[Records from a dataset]
---*---
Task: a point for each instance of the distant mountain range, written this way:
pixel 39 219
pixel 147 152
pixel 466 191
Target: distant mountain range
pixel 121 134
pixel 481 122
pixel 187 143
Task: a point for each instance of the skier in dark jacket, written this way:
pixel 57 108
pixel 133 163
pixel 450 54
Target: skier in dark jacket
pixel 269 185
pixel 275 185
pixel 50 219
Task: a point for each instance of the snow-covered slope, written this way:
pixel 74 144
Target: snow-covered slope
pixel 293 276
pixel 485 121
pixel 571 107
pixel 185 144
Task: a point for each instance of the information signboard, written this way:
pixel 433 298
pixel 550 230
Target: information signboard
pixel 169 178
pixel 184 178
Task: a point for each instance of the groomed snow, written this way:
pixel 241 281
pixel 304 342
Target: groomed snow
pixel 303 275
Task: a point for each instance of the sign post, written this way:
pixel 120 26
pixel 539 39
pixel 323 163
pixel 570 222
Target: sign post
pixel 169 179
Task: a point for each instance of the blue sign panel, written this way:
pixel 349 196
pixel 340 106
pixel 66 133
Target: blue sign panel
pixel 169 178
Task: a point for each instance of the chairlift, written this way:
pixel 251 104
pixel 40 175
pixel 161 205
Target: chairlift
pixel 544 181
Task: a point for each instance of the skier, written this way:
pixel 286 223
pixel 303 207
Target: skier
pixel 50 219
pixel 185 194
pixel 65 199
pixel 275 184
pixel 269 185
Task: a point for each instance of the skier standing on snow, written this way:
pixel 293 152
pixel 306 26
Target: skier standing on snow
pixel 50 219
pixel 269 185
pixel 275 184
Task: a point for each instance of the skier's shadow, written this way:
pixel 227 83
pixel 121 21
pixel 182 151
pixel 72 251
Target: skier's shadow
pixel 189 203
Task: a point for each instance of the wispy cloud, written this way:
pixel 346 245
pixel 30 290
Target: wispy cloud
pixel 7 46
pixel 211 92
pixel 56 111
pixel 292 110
---*---
WHAT IS REQUIRED -
Can you render the listing above as a JSON list of strings, one string per line, with blank lines left out?

CORRECT OUTPUT -
[
  "Task: a point for each instance of the distant mountain range, written this way:",
  "pixel 39 219",
  "pixel 147 152",
  "pixel 466 191",
  "Target: distant mountain range",
  "pixel 121 134",
  "pixel 481 122",
  "pixel 187 143",
  "Task: a point for each instance of the skier in dark jacket, written this way:",
  "pixel 57 108",
  "pixel 133 163",
  "pixel 450 54",
  "Target: skier in dark jacket",
  "pixel 269 185",
  "pixel 275 185",
  "pixel 50 219",
  "Task: a point for each instance of the snow-covered slope, written this way:",
  "pixel 74 144",
  "Target: snow-covered slope",
  "pixel 293 276",
  "pixel 485 121",
  "pixel 571 107",
  "pixel 185 144",
  "Task: a point for each instance of the information signboard, written this way:",
  "pixel 433 298",
  "pixel 550 230",
  "Target: information signboard",
  "pixel 169 178",
  "pixel 184 178",
  "Task: a point for each instance of the groomed snow, written this way:",
  "pixel 241 281",
  "pixel 304 342",
  "Target: groomed snow",
  "pixel 303 275",
  "Task: a point for each instance of the sign post, written this way:",
  "pixel 120 26",
  "pixel 539 39",
  "pixel 323 163",
  "pixel 570 222",
  "Target: sign post",
  "pixel 169 179",
  "Task: a point for each instance of the blue sign panel, written this way:",
  "pixel 349 196",
  "pixel 340 106",
  "pixel 66 133",
  "Target: blue sign panel",
  "pixel 169 178",
  "Task: a point for each instance of the chairlift, written this way:",
  "pixel 251 104",
  "pixel 40 175",
  "pixel 161 205",
  "Target: chairlift",
  "pixel 544 181",
  "Task: a point for each instance of the skier, written this way:",
  "pixel 286 223",
  "pixel 303 207",
  "Target: skier",
  "pixel 50 219",
  "pixel 185 194",
  "pixel 65 199",
  "pixel 275 184",
  "pixel 269 185",
  "Task: a point for each instance of the skier standing on snow, written this way:",
  "pixel 293 152",
  "pixel 306 26",
  "Target: skier standing on snow",
  "pixel 50 219",
  "pixel 269 185",
  "pixel 275 184",
  "Task: a point for each instance of the skier's shadow, written this way:",
  "pixel 227 83",
  "pixel 121 21",
  "pixel 182 151",
  "pixel 72 251",
  "Target: skier's shadow",
  "pixel 189 203",
  "Task: a point for each instance of the wispy cloud, written this way:",
  "pixel 346 245",
  "pixel 30 290",
  "Target: wispy cloud",
  "pixel 7 46",
  "pixel 211 92",
  "pixel 56 111",
  "pixel 292 110"
]